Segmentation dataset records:
## BEGIN

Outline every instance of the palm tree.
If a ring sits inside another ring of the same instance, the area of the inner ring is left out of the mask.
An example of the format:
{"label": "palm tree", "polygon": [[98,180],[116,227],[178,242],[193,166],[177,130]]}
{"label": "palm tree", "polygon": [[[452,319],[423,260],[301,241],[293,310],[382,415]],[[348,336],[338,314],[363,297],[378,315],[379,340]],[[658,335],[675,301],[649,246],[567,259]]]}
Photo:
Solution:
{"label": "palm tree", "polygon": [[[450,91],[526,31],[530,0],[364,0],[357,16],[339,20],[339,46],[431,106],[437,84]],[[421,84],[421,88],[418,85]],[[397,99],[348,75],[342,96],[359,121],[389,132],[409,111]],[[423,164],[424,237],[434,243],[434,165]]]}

## END

◆ DIRECTIVE
Retype every line of the records above, keeping each character the same.

◆ ANSWER TO THE PROBLEM
Outline every instance of the palm tree.
If a ring sits inside another ring of the same instance, the area of the inner ring is left out of the mask.
An example of the format:
{"label": "palm tree", "polygon": [[98,180],[116,227],[178,242],[193,166],[177,130]]}
{"label": "palm tree", "polygon": [[[452,319],[423,260],[301,241],[293,310],[382,415]],[[348,336],[338,314],[363,297],[378,315],[379,340]],[[658,335],[675,301],[649,246],[567,259]]]}
Photo:
Solution:
{"label": "palm tree", "polygon": [[[450,91],[526,31],[530,0],[364,0],[357,16],[339,20],[339,46],[431,106],[437,84]],[[421,84],[421,88],[418,85]],[[397,99],[348,75],[342,96],[359,121],[389,132],[409,111]],[[423,164],[424,237],[434,243],[434,165]]]}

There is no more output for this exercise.